[Action item]: Reproduce the full listing that follows, matching it exactly.

[Input data]:

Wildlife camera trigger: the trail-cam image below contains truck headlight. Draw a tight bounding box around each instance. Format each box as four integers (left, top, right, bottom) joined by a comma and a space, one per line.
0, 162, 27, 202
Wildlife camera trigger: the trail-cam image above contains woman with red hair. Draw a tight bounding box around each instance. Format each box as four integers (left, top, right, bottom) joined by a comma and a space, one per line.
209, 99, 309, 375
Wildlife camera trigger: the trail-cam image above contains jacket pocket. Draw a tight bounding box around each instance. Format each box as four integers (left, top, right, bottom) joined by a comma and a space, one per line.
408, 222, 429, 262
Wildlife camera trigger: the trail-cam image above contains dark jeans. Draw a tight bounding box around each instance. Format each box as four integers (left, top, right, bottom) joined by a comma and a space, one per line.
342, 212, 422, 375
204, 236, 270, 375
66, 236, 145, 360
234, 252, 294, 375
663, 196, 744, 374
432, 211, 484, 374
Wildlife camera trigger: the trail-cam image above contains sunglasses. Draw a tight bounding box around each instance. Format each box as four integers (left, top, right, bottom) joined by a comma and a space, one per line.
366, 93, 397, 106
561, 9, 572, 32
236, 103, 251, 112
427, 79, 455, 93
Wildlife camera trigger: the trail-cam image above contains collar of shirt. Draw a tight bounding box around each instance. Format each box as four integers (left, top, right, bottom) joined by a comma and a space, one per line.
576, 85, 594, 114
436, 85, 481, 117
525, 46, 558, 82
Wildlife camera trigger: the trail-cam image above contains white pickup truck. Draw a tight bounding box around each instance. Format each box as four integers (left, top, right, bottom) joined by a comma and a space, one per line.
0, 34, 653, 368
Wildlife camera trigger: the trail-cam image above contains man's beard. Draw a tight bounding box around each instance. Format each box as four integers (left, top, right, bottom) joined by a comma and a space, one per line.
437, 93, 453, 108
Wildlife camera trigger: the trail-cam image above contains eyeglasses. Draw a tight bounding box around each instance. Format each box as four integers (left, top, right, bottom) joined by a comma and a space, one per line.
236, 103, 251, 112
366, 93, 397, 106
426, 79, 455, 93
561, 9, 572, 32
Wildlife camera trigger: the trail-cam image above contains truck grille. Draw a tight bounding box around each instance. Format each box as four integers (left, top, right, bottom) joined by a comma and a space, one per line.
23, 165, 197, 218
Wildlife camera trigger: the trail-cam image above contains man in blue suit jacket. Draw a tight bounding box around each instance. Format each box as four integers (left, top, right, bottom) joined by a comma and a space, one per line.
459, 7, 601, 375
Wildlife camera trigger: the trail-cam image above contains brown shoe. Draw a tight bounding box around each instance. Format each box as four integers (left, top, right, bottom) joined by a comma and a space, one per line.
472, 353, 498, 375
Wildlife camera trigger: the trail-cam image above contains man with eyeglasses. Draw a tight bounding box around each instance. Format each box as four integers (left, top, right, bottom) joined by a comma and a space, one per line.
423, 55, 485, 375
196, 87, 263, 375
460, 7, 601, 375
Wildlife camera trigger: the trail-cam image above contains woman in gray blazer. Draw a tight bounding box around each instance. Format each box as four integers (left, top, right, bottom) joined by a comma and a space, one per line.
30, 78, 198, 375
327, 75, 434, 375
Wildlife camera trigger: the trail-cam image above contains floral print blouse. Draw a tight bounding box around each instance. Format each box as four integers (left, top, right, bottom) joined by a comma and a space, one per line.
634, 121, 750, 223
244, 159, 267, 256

[Solution to the problem]:
Wildlife camera trigger: the trail-cam image below contains truck headlight. Draw a tight bounding box around each instance. Format each box as four integers (left, top, right, bottom) joined by a comma and a space, one per line.
0, 162, 27, 202
Wildlife camera trigger: the trail-cam image above contains woman with red hair. Draw a tight bounding box around each instance. Format each box as four integers (left, top, right, bottom) joined by a comma and a space, one per line.
209, 99, 309, 375
Wildlife camera trigger: the trail-cam image above contains jacket pocket. Draw a tight bounding box around each instance. Format each box as four integers (left, top, right, bottom) joined by a comma and a space, one per line.
408, 222, 429, 262
Wildlife camera trigger: the trail-cam image above contains dark jeans. Draw a tight bounding box around each instance. Format each box as four integers (left, top, right, bottom) joined by a comma and a space, one per line.
342, 212, 422, 375
204, 236, 270, 375
66, 236, 145, 360
234, 252, 294, 375
663, 196, 744, 374
432, 211, 484, 374
Wildlife camera trigger: the trail-cam image above contains sunglasses. Draw a tight bounding box around each instance. Format each box as four integers (left, top, right, bottom) joined by a comma and a space, one per line.
366, 93, 397, 106
561, 9, 572, 32
236, 103, 251, 112
427, 79, 455, 93
Wildlife camera trigger: the trail-cam image above contains collar of shirt. Draw a tight bounding box around each instance. Format each box as four integers (left, top, right, bottom) joined by a comma and a space, one per line.
576, 85, 594, 114
436, 85, 481, 117
525, 46, 558, 82
Wildlife camera trigger: the trail-cam image above contains white pickup truck. Draw a tight bounding box around each instance. Format each box as four integers (left, top, right, bottom) joined by a comma and a space, one per line.
0, 34, 653, 368
Wildlife camera trigger: the trail-cam image above contains man's beard. Draw a tight bounding box around each instance. Format each box as four integers (left, top, right, bottom) joined by a comma and a space, one per line.
437, 93, 453, 108
Wildlife camera trigger: the trail-cam image above contains eyeglasses. Draw a tight bounding box around each instance. Format each box as four integers (left, top, right, bottom) joined by a comma and a space, one per line.
236, 103, 251, 112
366, 93, 397, 106
426, 79, 455, 93
561, 9, 572, 32
Wildlife camera trigger: the trail-cam image above contains truck grille. Draw a tight bounding box around each instance. Format each box as four integers (left, top, right, bottom) joined by a comma and a space, one per line.
23, 165, 197, 218
Wildlife camera trigger: the trail-cam image above contains man in blue suit jacket. Draw a tight bounding box around each instance. Format each box as four integers (left, top, right, bottom) joined by a comma and a space, one per line.
459, 7, 601, 375
Wildlife camera trigger: the trail-cam image above contains brown shoe. Draw a tight bounding box around each instance. Format each box as four integers (left, top, right, bottom) joined by a comma and a space, one per line.
472, 353, 498, 375
Wildlife camera trigger: the trail-cam image above contains man with eyeglasses. Draw a tight bounding box around each instance. Format each box as four integers (left, top, right, bottom) joined by a comma and a space, one per line.
423, 55, 485, 375
196, 87, 263, 375
460, 7, 601, 375
Wildlife camera trigger: the trail-cam image above contains woman in gray blazer. Draw a tight bounding box around each instance. Format each box as four integers (left, top, right, bottom) joined by a comma and a space, one per line.
30, 78, 198, 375
327, 75, 434, 375
Wildlife camera trigger: the trail-cam image above contains floral print blouse. Draw a tight bounding box around each instance. Format each box as four integers (left, top, right, bottom) joined by a comma and a space, one per line.
634, 121, 750, 223
244, 159, 267, 256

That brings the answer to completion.